Using the information
1) Return the passage of the Francis T. King biography between "Following the war, King" and "in his honor.", inclusive, copied verbatim.
2) According to the Francis T. King biography, which building was named in his honor, and at which college?

Study text
※ ※ ※
= Francis T. King =

American merchant and Quaker (1819–1891)

Francis Thompson King (February 25, 1819 – December 18, 1891) was a nineteenth-century Baltimore merchant, a prominent American Quaker, and a founding member of the Johns Hopkins University and Johns Hopkins Hospital inaugural board of trustees.

==Early life and education==
Born in Baltimore on February 25, 1819, King was the eldest of five children of Joseph King Jr. and Tacey Ellicott King. He began his education at St. Mary's College in Baltimore before transferring to Haverford College in 1833, following its establishment by Orthodox Quakers. He was among those in the first graduating class of 1835.

In 1846, King married Elizabeth Green Taber, and together they had three children, Mary, Annie and Bessie King.

Upon returning to Baltimore from college, King pursued a career in commerce, initially working as a clerk for the dry goods firm Janney, Hopkins, and Hull before establishing his own company, King, Carey, and Howe. Over time, he accumulated considerable wealth, and following his retirement, he dedicated most of his time to religious and philanthropic endeavors.

==Activities==
A committed emancipationist, King engaged in early efforts to oppose slavery, including raising funds to purchase and free enslaved individuals. Reflecting on his actions, he later noted, "I bought several slaves after I grew to manhood—once a mother and her young children—freed them, never however taking the title myself. I risked the illegality of the act rather than recognize the right of any man to hold a fellow human being as property."

King was actively involved in numerous philanthropic and educational organizations. He served as president of the Maryland Bible Society and was the founding president of the Thomas Wilson Sanitarium for the care of sick children. Additionally, he was the president of the Board of Trustees of Bryn Mawr College and held directorial positions in various other charitable organizations, banks, and insurance companies.

Deeply devoted to Quaker principles, King served as clerk of both the Baltimore Monthly Meeting and Baltimore Yearly Meeting. He was notably influenced by the English Quaker Joseph John Gurney, whom he met during Gurney's visit to Baltimore in the late 1830s. King frequently hosted visiting Friends from abroad, reinforcing his role as a “weighty Quaker” in the Society of Friends.

During the Civil War, King led a delegation to Washington, D.C., to lobby Secretary of War Edwin Stanton for the exemption of Quakers from military service. He also secured a pass from President Abraham Lincoln, allowing him to travel through Confederate territory without detention.

Following the war, King played a significant role in Reconstruction efforts. As the founding president of the Association of Friends to Advise and Assist the Friends in the Southern States, he worked to support Southern Quakers and newly emancipated African Americans. He personally traveled to North Carolina to assess the war-related devastation and advocated for the expansions of educational opportunities for Black communities there. In recognition of his contributions, King Hall at Guilford College was named in his honor.

In 1867, Johns Hopkins selected King to serve as a trustee of his charities—the Johns Hopkins University, Johns Hopkins Hospital, and Johns Hopkins Colored Orphans Asylum—and named him one of three executors of his will. King later became the hospital's first president. In 1881, as part of his efforts to recruit faculty and staff for the newly established institutions, he traveled to Europe, where he met with Florence Nightingale to discuss nursing education and training.

==Death==
Francis Thompson King died of pneumonia in Baltimore on December 18, 1891.
※ ※ ※
The data

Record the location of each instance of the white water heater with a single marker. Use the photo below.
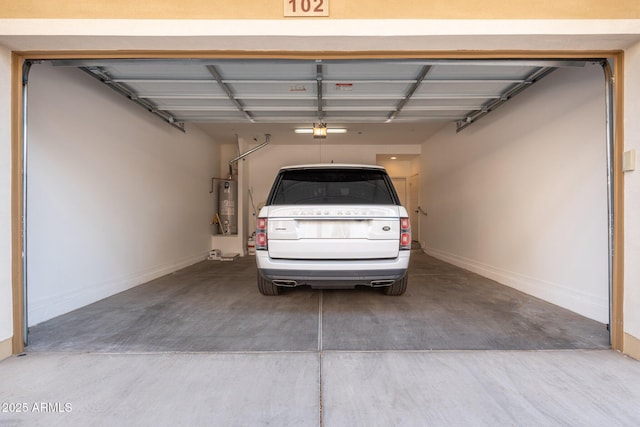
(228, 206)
※ ※ ※
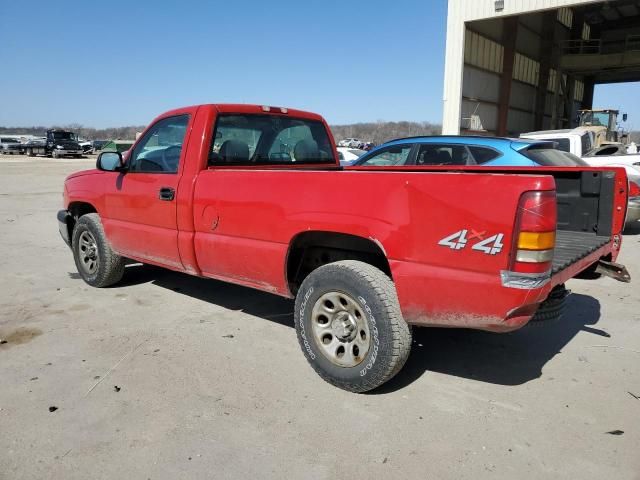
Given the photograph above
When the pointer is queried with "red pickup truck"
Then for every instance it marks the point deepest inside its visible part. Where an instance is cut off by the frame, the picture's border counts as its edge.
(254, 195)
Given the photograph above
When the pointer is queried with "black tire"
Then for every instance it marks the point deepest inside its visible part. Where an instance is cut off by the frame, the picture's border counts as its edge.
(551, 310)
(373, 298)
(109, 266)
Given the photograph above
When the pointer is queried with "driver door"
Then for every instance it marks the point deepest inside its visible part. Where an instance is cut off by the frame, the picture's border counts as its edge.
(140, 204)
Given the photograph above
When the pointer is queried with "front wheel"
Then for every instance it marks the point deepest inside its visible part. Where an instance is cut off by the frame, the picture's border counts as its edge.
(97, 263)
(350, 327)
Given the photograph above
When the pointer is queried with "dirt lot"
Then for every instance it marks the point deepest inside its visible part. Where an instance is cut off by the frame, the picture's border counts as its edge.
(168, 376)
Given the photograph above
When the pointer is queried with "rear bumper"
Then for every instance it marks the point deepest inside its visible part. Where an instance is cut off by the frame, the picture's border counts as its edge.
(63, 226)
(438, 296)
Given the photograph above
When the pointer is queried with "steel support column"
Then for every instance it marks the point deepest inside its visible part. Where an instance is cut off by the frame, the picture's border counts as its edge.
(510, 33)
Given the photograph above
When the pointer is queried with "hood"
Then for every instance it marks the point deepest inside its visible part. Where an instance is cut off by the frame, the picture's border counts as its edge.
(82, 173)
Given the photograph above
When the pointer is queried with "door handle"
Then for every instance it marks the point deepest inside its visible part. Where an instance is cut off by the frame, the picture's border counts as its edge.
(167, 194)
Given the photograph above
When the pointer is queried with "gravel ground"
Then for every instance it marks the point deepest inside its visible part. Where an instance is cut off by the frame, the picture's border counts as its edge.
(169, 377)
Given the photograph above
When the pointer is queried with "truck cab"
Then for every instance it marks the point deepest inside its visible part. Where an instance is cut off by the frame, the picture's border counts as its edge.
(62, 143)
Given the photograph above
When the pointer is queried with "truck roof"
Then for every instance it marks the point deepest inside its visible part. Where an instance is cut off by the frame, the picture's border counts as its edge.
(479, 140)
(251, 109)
※ ※ ※
Responses in order
1)
Following the war, King played a significant role in Reconstruction efforts. As the founding president of the Association of Friends to Advise and Assist the Friends in the Southern States, he worked to support Southern Quakers and newly emancipated African Americans. He personally traveled to North Carolina to assess the war-related devastation and advocated for the expansions of educational opportunities for Black communities there. In recognition of his contributions, King Hall at Guilford College was named in his honor.

2) King Hall at Guilford College